Start of DOCUMENT EXTRACT

Below are comps from late 2020/early 2021 during the pandemic price surge to give us guidance on values:
- 2-beds, 2-baths, 1,169 sq. ft.
- Sold: $780,000 (December 2020)
- 2-beds, 2-baths, 1,166 sq. ft.
- Sold: $780,000 (February 2021)
- 2-beds, 2-baths, 1,178 sq. ft.
- Sold: $785,000 (February 2021)
It is fascinating to see the sellers begin their sales journey at $949,000 when clearly there were no comps to justify a price even in the $800,000 range.
That said, with three comps occurring in the $780,000 early in 2021, there would have been a sale reaching the 800s had a unit been listed in late 2021 during the home buyer craze.
The point of these comps is that in 2020/2021 condo sales were getting above $780,000.
Today, we have the latest sale going for $45,000 lower 18 months later. That is a 5.7% discount. Small but notable. And if you figure a sale in late 2021, then the discount might be in the double digits froma percentage standpoint.
While this is not the greatest news for Lunada Bay condo owners, it is nothing to fret over if you are a long-term owner. Look at the July 2020 sale just a few months after COVID rocked the world in March of that same year:
- 2-beds, 2-baths, 1,171 sq. ft.
- Sold: $708,000 (July 2020)
Although it is clear condos in the 2322 complex are now down, it is still a higher sale than in July 2020. It just shows how powerful the run up was and its dependance on ultra-low interest rates to support values.
What’s more, this new disappointing $735k comp sold in 2018 (pre-COVID times) for $675,000.
So, the owner is up after 4+ years, but, only $60,000 without factoring agent fees and closing costs which makes this sale close to a break even. Ooof.
Cote d’Azur on PVE Border
Next up is in Torrance’s Hollywood Riviera – the section with the Redondo Beach PO addresses but firmly in the city of Torrance.

End of DOCUMENT EXTRACT
Start of LISTED RECORDS

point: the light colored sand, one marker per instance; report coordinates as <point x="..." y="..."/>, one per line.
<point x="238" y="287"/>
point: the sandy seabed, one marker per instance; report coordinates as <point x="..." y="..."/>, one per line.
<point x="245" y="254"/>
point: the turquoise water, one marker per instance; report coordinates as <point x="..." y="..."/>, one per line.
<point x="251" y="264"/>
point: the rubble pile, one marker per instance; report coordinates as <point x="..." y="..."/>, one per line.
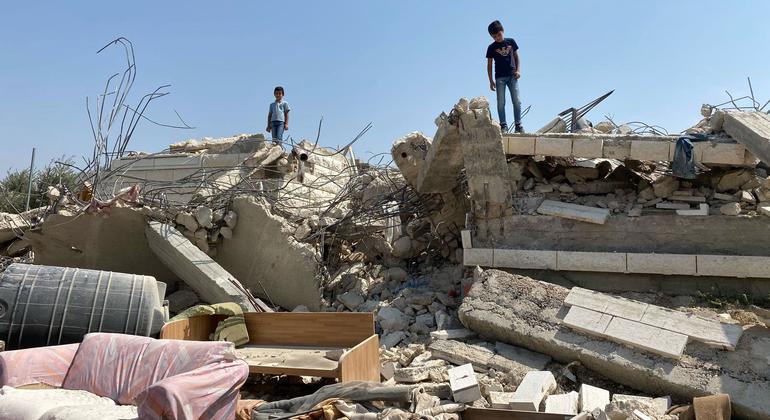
<point x="296" y="238"/>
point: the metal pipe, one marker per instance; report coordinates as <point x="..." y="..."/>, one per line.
<point x="29" y="184"/>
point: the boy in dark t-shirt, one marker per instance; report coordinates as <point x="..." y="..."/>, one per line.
<point x="504" y="52"/>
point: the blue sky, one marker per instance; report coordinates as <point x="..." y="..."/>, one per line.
<point x="396" y="64"/>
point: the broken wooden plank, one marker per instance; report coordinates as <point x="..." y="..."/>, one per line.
<point x="574" y="212"/>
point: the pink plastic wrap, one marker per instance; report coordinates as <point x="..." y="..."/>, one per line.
<point x="122" y="366"/>
<point x="209" y="392"/>
<point x="45" y="365"/>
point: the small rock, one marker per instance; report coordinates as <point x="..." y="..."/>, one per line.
<point x="730" y="209"/>
<point x="231" y="219"/>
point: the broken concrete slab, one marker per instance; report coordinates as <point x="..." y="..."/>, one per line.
<point x="574" y="211"/>
<point x="752" y="129"/>
<point x="207" y="278"/>
<point x="521" y="311"/>
<point x="265" y="257"/>
<point x="531" y="391"/>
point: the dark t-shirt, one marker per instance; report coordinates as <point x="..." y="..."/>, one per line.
<point x="502" y="53"/>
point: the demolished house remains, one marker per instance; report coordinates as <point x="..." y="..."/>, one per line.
<point x="567" y="273"/>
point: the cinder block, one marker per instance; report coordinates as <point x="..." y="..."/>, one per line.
<point x="478" y="256"/>
<point x="532" y="389"/>
<point x="587" y="147"/>
<point x="649" y="150"/>
<point x="724" y="153"/>
<point x="523" y="258"/>
<point x="734" y="266"/>
<point x="500" y="399"/>
<point x="592" y="397"/>
<point x="562" y="403"/>
<point x="463" y="382"/>
<point x="466" y="239"/>
<point x="553" y="146"/>
<point x="520" y="145"/>
<point x="661" y="263"/>
<point x="610" y="262"/>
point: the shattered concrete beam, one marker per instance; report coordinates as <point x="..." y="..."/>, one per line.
<point x="622" y="147"/>
<point x="751" y="129"/>
<point x="207" y="278"/>
<point x="443" y="161"/>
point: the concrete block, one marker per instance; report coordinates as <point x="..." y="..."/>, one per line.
<point x="649" y="150"/>
<point x="612" y="262"/>
<point x="724" y="153"/>
<point x="562" y="403"/>
<point x="454" y="334"/>
<point x="574" y="212"/>
<point x="734" y="266"/>
<point x="478" y="256"/>
<point x="520" y="146"/>
<point x="500" y="400"/>
<point x="752" y="129"/>
<point x="207" y="278"/>
<point x="466" y="239"/>
<point x="697" y="328"/>
<point x="670" y="264"/>
<point x="553" y="146"/>
<point x="587" y="321"/>
<point x="604" y="303"/>
<point x="653" y="339"/>
<point x="688" y="198"/>
<point x="522" y="258"/>
<point x="463" y="382"/>
<point x="532" y="389"/>
<point x="587" y="147"/>
<point x="592" y="397"/>
<point x="531" y="359"/>
<point x="672" y="206"/>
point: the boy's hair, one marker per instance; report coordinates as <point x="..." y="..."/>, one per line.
<point x="495" y="27"/>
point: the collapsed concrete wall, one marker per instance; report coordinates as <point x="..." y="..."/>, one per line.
<point x="110" y="241"/>
<point x="263" y="255"/>
<point x="525" y="312"/>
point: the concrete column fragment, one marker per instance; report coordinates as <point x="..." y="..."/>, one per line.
<point x="209" y="280"/>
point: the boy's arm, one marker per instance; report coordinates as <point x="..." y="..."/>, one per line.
<point x="516" y="62"/>
<point x="489" y="74"/>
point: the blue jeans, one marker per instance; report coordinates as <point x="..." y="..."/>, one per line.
<point x="512" y="84"/>
<point x="277" y="130"/>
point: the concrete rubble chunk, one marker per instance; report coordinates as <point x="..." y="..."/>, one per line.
<point x="459" y="353"/>
<point x="207" y="278"/>
<point x="465" y="387"/>
<point x="531" y="391"/>
<point x="562" y="403"/>
<point x="574" y="212"/>
<point x="592" y="397"/>
<point x="752" y="129"/>
<point x="521" y="311"/>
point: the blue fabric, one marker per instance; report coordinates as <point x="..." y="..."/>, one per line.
<point x="513" y="86"/>
<point x="502" y="53"/>
<point x="277" y="110"/>
<point x="277" y="130"/>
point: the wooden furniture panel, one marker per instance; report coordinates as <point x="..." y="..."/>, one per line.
<point x="362" y="362"/>
<point x="309" y="328"/>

End of LISTED RECORDS

▸ WHAT TO WORK ON
**A)** Answer these questions from the Lunada Bay condo text.
(i) What did the 2-bed, 2-bath, 1,178 sq. ft. unit sell for, and in what month and year?
(ii) At what price did the sellers begin their sales journey?
(iii) What did the new $735k comp sell for in 2018?
**B)** Carry on the Lunada Bay condo text, starting right after its final sentence.

▸ RESPONSES BY ITEM NUMBER
**A)**
(i) $785,000, in February 2021.
(ii) $949,000.
(iii) $675,000.

**B)**
The Cote d’Azur complex shares a fence with the border of Palos Verdes Estates and contains condos that are often considered by buyers who are looking on The Hill.
Examples below are not quite as drastic and it is debatable as strength or weakness, but the market is certainly asking questions of values in this new environment.
- 2-beds, 2-baths, 1,312 sq. ft.
- Sold: $1,000,000 (September 2022)
This unit sold recently to an all-cash buyer in seven days for $5,000 above asking price. While the pictures do not highlight its features, you can see the kitchen and bathrooms were updated to compare to the sale a year prior.
- 2-beds, 2-baths, 1,372 sq. ft.
- Sold: $1,050,000 (October 2021)
Its neighboring unit in the complex sold a year earlier at a $50,000 premium.
This unit came to market at a whopping $1,450,000, cut to $1,300,000 and still had no takers. It was not until the listing was cut significantly to $999,000 that it received multiple offers and sold at $1,050,000.
In my opinion, here are a couple of things you must consider:
- If the October 2021 listing had priced itself properly to start, would it have landed an even higher price than $1,050,000?
- The September 2022 sale looks to be one of those sales where there was one eager buyer, and they were willing to pay a slight premium to lock up the property right away. What if that buyer had been more patient or that one buyer was not in the market?
Sure, these thoughts are speculation but while a 5% decrease is similar to the Lunada Bay example, there is a chance this could have been lower.
All in all, the sky is not falling in the Cote d’Azur as listings remain few and far between for the 87-unit community – just seven MLS sales in almost three years.
The decline in price in these condo complexes are not nearly as alarming as the Kings Harbor sale in my previous blog post last month.
However, $50,000 declines are noteworthy. Not to mention, condos are much easier to compare than single-family homes with unique characteristics.
There is no doubt the Palos Verdes market is softening due to interest rates. Its saving grace might only be due to low inventory thanks to owners not wanting to lose their sub 3% interest rates.
I’ll continue to monitor the Palos Verdes Hill, along with the beach cities, as 2023 should be one of the most interesting times in the South Bay market since COVID and the Great Recession.